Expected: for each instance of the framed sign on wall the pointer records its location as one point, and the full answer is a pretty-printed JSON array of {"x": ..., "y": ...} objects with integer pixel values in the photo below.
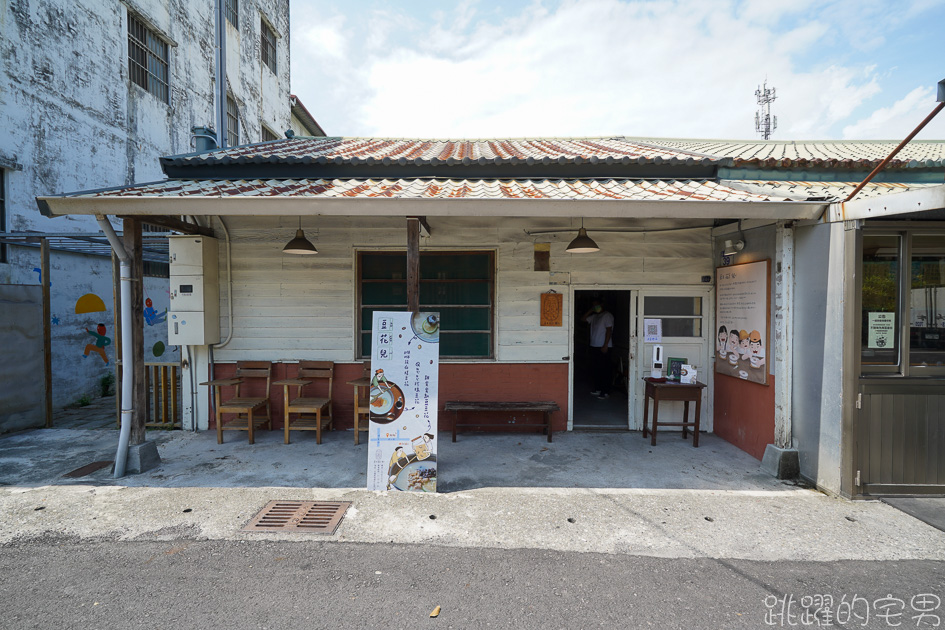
[{"x": 743, "y": 317}]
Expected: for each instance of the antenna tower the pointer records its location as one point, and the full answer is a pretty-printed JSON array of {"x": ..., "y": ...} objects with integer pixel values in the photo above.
[{"x": 765, "y": 123}]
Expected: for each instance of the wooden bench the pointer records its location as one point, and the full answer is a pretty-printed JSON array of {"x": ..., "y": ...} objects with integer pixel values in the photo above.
[{"x": 546, "y": 407}]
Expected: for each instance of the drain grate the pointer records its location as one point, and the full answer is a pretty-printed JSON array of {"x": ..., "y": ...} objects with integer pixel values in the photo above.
[
  {"x": 317, "y": 517},
  {"x": 88, "y": 469}
]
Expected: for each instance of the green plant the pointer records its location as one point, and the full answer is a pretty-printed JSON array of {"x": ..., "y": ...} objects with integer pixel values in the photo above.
[{"x": 106, "y": 383}]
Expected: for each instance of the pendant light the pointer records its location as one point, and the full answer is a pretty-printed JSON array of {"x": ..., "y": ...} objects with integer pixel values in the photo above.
[
  {"x": 582, "y": 243},
  {"x": 299, "y": 244}
]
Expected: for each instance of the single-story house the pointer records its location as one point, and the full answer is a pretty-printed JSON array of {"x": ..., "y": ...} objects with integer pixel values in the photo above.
[{"x": 496, "y": 218}]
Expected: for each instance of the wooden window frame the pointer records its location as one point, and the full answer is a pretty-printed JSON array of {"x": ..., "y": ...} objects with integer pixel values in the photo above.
[
  {"x": 359, "y": 281},
  {"x": 149, "y": 59},
  {"x": 232, "y": 122}
]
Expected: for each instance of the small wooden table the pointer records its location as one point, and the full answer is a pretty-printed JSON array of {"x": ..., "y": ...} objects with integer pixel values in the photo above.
[
  {"x": 361, "y": 408},
  {"x": 546, "y": 407},
  {"x": 670, "y": 390}
]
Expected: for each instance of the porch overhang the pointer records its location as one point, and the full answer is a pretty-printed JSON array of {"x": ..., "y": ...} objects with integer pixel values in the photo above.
[
  {"x": 926, "y": 199},
  {"x": 394, "y": 207}
]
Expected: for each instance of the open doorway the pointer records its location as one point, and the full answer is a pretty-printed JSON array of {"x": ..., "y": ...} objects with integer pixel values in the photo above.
[{"x": 588, "y": 409}]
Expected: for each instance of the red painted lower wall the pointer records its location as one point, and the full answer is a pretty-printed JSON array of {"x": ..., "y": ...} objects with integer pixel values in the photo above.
[
  {"x": 458, "y": 381},
  {"x": 744, "y": 413}
]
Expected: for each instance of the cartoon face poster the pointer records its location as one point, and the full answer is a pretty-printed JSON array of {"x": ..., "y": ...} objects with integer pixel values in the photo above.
[
  {"x": 742, "y": 299},
  {"x": 405, "y": 360}
]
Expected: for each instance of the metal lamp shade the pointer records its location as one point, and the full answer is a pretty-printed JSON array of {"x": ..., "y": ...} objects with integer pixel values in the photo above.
[
  {"x": 582, "y": 244},
  {"x": 299, "y": 245}
]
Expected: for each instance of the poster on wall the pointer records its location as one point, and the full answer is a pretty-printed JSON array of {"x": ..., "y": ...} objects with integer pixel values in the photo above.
[
  {"x": 742, "y": 316},
  {"x": 881, "y": 330},
  {"x": 405, "y": 360}
]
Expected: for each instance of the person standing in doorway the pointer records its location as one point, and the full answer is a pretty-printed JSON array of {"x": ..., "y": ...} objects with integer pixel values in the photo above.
[{"x": 601, "y": 322}]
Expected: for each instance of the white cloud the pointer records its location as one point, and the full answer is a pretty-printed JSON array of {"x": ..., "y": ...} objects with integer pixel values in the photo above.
[
  {"x": 681, "y": 68},
  {"x": 898, "y": 120}
]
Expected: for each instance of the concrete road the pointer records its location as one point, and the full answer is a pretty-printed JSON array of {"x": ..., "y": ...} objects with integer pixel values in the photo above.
[{"x": 54, "y": 582}]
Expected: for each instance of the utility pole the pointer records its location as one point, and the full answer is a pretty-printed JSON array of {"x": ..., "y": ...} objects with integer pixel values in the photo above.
[{"x": 765, "y": 123}]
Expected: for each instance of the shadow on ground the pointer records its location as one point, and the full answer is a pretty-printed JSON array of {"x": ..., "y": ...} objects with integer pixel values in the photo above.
[{"x": 584, "y": 460}]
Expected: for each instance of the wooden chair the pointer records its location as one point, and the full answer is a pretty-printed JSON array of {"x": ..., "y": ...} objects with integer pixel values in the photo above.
[
  {"x": 362, "y": 396},
  {"x": 309, "y": 371},
  {"x": 245, "y": 407}
]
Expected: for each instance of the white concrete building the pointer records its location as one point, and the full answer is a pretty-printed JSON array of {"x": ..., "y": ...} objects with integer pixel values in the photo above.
[{"x": 92, "y": 92}]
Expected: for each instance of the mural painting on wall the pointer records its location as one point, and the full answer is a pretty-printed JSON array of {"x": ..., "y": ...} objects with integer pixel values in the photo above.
[
  {"x": 91, "y": 303},
  {"x": 101, "y": 342},
  {"x": 151, "y": 316},
  {"x": 742, "y": 315}
]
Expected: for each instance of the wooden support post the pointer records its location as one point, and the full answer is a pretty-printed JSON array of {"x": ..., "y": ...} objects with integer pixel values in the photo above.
[
  {"x": 413, "y": 264},
  {"x": 131, "y": 237},
  {"x": 47, "y": 330},
  {"x": 116, "y": 335}
]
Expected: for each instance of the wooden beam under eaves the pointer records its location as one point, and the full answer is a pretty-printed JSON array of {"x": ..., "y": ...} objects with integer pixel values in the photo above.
[{"x": 173, "y": 224}]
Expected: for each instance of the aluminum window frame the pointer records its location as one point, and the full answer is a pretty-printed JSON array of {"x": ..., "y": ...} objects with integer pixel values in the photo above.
[{"x": 149, "y": 59}]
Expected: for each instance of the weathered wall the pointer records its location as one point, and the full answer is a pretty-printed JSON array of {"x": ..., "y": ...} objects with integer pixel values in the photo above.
[
  {"x": 288, "y": 308},
  {"x": 73, "y": 120},
  {"x": 744, "y": 411},
  {"x": 818, "y": 366},
  {"x": 21, "y": 335}
]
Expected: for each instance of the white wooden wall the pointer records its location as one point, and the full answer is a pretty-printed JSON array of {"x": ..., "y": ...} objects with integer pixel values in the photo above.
[{"x": 288, "y": 307}]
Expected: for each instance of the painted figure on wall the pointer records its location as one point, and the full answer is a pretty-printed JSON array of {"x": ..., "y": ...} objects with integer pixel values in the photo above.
[
  {"x": 151, "y": 316},
  {"x": 101, "y": 341},
  {"x": 757, "y": 352}
]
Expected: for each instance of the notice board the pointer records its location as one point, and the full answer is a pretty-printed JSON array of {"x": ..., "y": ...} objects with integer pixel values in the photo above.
[
  {"x": 742, "y": 314},
  {"x": 402, "y": 437}
]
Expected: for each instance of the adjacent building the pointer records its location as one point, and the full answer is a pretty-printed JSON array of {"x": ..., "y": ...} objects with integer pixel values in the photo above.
[{"x": 92, "y": 93}]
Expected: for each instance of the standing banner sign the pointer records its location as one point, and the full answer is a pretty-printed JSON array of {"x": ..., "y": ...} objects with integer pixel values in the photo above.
[{"x": 405, "y": 360}]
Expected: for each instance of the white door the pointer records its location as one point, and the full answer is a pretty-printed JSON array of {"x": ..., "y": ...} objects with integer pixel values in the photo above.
[{"x": 686, "y": 325}]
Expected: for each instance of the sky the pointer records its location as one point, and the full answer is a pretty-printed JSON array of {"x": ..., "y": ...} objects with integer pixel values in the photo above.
[{"x": 842, "y": 69}]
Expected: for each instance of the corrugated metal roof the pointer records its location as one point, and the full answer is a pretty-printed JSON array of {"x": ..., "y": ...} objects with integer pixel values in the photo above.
[
  {"x": 787, "y": 153},
  {"x": 405, "y": 151},
  {"x": 828, "y": 191},
  {"x": 619, "y": 150},
  {"x": 428, "y": 188}
]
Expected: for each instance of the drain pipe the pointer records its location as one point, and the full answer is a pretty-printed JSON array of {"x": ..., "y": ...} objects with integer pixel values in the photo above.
[{"x": 127, "y": 373}]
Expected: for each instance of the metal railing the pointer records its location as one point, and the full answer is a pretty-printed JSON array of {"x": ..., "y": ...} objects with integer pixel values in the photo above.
[{"x": 162, "y": 384}]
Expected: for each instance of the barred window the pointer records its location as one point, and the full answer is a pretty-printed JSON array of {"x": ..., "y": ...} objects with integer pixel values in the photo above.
[
  {"x": 148, "y": 56},
  {"x": 232, "y": 123},
  {"x": 232, "y": 10},
  {"x": 267, "y": 49}
]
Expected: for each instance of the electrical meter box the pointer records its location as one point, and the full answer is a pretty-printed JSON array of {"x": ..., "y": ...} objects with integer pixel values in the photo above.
[{"x": 194, "y": 315}]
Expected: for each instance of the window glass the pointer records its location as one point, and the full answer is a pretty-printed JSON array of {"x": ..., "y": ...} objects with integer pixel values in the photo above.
[
  {"x": 927, "y": 301},
  {"x": 232, "y": 10},
  {"x": 880, "y": 314},
  {"x": 459, "y": 286},
  {"x": 232, "y": 123},
  {"x": 148, "y": 57},
  {"x": 267, "y": 50}
]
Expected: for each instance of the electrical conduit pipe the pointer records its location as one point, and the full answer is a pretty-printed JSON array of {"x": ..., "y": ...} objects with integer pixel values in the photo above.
[{"x": 127, "y": 372}]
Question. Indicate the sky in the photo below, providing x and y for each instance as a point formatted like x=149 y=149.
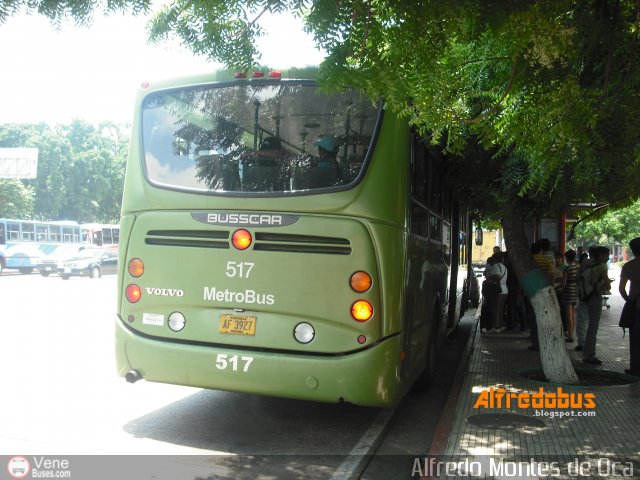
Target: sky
x=92 y=74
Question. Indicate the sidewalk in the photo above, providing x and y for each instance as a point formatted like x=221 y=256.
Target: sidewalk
x=507 y=441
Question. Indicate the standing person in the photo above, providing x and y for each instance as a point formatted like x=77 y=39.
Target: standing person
x=569 y=296
x=582 y=317
x=558 y=285
x=546 y=265
x=499 y=274
x=515 y=307
x=488 y=300
x=631 y=273
x=601 y=283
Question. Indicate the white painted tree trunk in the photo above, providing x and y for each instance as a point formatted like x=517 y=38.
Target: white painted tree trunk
x=556 y=363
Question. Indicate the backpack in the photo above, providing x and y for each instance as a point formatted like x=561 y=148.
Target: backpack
x=584 y=287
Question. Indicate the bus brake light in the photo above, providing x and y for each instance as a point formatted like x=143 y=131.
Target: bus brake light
x=133 y=293
x=361 y=311
x=360 y=282
x=241 y=239
x=136 y=267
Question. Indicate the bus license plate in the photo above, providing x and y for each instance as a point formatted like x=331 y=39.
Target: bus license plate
x=237 y=324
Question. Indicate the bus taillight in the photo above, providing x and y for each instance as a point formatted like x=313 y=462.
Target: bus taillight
x=241 y=239
x=361 y=311
x=136 y=267
x=360 y=282
x=133 y=293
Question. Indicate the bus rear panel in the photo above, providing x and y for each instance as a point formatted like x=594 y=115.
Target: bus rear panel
x=248 y=262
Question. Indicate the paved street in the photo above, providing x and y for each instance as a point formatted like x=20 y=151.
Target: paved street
x=62 y=397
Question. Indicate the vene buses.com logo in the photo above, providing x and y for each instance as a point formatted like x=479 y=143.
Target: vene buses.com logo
x=18 y=467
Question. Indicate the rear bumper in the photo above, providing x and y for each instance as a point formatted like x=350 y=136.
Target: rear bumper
x=367 y=377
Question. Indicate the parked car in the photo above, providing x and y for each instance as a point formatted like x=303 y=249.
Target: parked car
x=92 y=263
x=49 y=264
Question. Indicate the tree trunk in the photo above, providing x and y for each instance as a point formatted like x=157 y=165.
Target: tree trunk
x=556 y=363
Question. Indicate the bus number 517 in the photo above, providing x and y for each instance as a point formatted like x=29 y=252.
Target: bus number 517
x=224 y=361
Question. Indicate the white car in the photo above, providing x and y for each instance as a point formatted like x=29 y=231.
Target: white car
x=49 y=264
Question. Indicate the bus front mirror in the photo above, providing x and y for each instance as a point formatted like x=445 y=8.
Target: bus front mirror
x=478 y=236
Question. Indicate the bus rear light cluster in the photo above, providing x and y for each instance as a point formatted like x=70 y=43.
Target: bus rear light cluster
x=133 y=293
x=135 y=267
x=361 y=311
x=241 y=239
x=360 y=282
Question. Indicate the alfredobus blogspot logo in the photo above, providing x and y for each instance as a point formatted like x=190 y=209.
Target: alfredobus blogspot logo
x=18 y=467
x=500 y=398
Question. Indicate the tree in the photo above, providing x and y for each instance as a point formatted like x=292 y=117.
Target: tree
x=619 y=226
x=80 y=171
x=16 y=199
x=546 y=91
x=80 y=11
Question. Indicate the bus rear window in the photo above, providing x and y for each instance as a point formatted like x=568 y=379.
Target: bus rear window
x=264 y=138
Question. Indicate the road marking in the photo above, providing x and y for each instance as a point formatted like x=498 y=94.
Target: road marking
x=361 y=454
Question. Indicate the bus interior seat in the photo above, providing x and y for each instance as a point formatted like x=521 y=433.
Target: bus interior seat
x=222 y=174
x=314 y=177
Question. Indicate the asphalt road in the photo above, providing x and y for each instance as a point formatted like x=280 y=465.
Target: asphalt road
x=61 y=397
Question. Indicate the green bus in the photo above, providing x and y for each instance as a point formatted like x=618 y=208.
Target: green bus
x=280 y=240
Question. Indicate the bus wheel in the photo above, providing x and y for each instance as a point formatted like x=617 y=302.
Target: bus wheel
x=426 y=377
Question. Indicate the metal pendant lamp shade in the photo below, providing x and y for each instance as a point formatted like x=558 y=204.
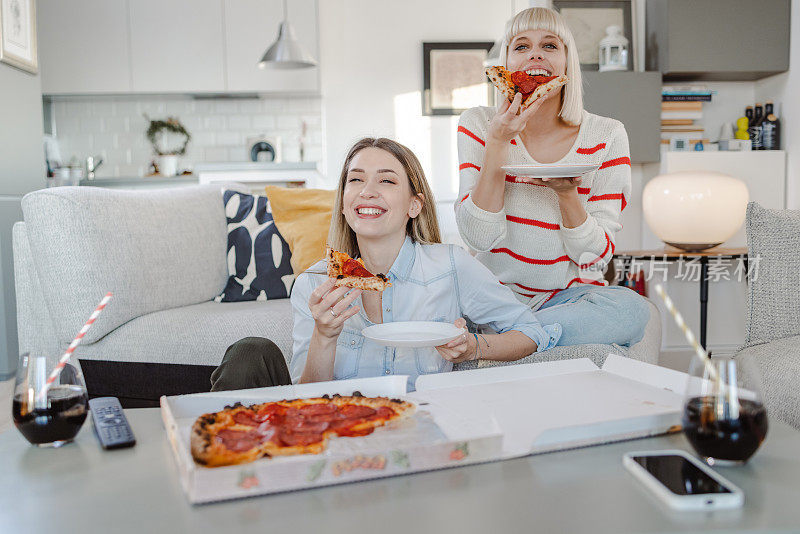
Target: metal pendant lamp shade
x=286 y=52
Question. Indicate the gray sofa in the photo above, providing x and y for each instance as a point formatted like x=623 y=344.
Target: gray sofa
x=772 y=339
x=163 y=255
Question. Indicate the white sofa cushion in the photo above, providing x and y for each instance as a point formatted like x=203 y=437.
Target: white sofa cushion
x=154 y=249
x=196 y=334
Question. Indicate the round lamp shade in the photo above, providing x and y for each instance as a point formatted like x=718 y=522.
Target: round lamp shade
x=694 y=210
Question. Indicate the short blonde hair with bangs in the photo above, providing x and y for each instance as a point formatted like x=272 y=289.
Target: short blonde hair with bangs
x=542 y=18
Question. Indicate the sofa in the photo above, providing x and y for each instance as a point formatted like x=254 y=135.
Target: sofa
x=772 y=338
x=163 y=255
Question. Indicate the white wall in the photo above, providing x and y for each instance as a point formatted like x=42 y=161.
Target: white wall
x=371 y=73
x=784 y=90
x=21 y=171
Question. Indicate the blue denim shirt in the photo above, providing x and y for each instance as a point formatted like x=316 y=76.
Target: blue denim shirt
x=429 y=283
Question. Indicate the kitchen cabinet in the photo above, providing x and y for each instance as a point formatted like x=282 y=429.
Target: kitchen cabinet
x=634 y=98
x=250 y=27
x=177 y=46
x=83 y=46
x=735 y=40
x=170 y=46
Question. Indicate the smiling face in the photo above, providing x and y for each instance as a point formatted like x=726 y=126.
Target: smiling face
x=377 y=200
x=537 y=52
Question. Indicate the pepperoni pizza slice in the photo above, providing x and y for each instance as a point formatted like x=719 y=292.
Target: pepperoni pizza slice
x=352 y=273
x=532 y=87
x=240 y=434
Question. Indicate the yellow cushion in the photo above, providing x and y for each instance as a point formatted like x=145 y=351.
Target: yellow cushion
x=303 y=217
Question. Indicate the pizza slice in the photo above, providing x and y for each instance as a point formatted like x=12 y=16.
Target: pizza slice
x=352 y=273
x=532 y=87
x=240 y=434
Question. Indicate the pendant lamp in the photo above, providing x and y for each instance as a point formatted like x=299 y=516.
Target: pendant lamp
x=286 y=52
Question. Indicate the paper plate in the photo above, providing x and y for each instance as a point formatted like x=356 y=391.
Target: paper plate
x=550 y=171
x=412 y=333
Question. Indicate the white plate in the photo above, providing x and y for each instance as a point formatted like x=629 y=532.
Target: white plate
x=550 y=171
x=412 y=333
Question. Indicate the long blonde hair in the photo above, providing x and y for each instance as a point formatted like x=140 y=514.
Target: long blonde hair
x=542 y=18
x=424 y=228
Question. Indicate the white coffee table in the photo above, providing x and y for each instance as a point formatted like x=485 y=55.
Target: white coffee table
x=82 y=489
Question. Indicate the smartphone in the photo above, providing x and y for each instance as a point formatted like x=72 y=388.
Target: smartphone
x=682 y=481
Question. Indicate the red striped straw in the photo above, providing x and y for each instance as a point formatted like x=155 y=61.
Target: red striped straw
x=75 y=342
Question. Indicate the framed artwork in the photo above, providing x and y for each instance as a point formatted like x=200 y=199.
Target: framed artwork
x=588 y=20
x=454 y=77
x=18 y=34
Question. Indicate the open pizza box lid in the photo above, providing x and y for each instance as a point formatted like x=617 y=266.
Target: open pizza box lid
x=462 y=417
x=436 y=436
x=550 y=406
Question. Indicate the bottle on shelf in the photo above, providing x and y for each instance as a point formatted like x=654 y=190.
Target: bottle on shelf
x=748 y=112
x=770 y=129
x=755 y=128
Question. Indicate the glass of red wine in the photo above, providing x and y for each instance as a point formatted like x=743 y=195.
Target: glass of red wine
x=53 y=417
x=724 y=417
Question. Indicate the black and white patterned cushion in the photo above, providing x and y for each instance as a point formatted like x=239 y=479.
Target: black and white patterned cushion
x=258 y=257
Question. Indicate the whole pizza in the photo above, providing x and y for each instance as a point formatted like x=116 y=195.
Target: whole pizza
x=240 y=434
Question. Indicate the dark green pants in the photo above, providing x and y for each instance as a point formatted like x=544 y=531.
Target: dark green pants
x=252 y=362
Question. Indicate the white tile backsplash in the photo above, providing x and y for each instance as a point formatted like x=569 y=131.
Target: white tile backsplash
x=114 y=127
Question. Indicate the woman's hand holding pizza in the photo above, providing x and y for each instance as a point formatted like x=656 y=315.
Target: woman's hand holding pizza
x=509 y=121
x=460 y=349
x=331 y=306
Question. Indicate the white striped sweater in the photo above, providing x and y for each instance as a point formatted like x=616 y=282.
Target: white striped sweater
x=524 y=244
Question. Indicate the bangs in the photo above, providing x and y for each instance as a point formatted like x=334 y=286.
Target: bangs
x=542 y=18
x=538 y=19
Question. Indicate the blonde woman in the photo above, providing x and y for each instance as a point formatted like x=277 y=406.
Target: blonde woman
x=548 y=240
x=385 y=214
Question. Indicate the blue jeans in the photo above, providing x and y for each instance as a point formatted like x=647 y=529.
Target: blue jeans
x=595 y=314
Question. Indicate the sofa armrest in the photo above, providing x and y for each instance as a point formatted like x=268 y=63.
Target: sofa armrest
x=35 y=328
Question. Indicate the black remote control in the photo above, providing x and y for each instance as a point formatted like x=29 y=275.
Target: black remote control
x=110 y=424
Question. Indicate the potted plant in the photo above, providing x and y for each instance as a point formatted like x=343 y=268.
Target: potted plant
x=169 y=139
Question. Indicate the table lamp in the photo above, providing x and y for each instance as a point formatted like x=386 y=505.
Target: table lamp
x=694 y=210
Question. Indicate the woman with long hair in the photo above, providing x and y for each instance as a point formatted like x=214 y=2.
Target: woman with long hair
x=549 y=239
x=385 y=215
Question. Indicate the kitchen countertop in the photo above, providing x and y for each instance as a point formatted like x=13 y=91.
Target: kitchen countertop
x=254 y=166
x=136 y=180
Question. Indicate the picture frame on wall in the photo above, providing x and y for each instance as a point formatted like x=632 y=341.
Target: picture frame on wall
x=588 y=20
x=454 y=77
x=18 y=34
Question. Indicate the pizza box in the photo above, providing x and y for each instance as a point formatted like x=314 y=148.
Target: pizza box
x=550 y=406
x=436 y=436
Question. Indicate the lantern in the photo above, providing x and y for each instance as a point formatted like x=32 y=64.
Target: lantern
x=613 y=50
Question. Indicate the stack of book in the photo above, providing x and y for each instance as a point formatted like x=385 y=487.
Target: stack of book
x=682 y=113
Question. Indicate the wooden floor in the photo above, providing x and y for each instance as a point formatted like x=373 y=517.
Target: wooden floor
x=6 y=389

※

## PROBLEM TO SOLVE
Lay out the stretch from the line containing "Question. Indicate the tree trunk" through the line containing "x=500 y=398", both ends included, as a Markdown table with the columns Index and Content. Index numbers each line in order, and blank lines are skipped.

## OUTPUT FOR THIS TASK
| Index | Content |
|---|---|
| 1 | Question. Indicate the tree trunk in the photo above, providing x and y for each instance as a point formatted like x=157 y=165. |
| 2 | Target: tree trunk |
| 3 | x=556 y=363 |
| 4 | Question. Indicate the bus number 517 in the photo above, providing x and y for each instance as a point formatted like x=29 y=252. |
| 5 | Target: bus number 517 |
| 6 | x=224 y=361 |
| 7 | Question. Indicate the white car in the photo above, providing x and y for each instance as a point formatted like x=29 y=231. |
| 8 | Target: white car |
| 9 | x=49 y=264 |
| 10 | Question. Indicate the bus front mirror in the photo above, providing x and y for each instance as a point formatted like x=445 y=8. |
| 11 | Target: bus front mirror |
| 12 | x=478 y=236 |
| 13 | Question. Indicate the bus rear light cluster in the photo above, providing x and y for each instance as a point formatted like x=70 y=43. |
| 14 | Target: bus rear light cluster |
| 15 | x=133 y=293 |
| 16 | x=135 y=267 |
| 17 | x=361 y=311 |
| 18 | x=241 y=239 |
| 19 | x=360 y=282 |
| 20 | Question. Indicate the alfredobus blogspot logo in the photo above, providing x and y for each instance as a point formatted like x=190 y=209. |
| 21 | Target: alfredobus blogspot logo |
| 22 | x=18 y=467 |
| 23 | x=500 y=398 |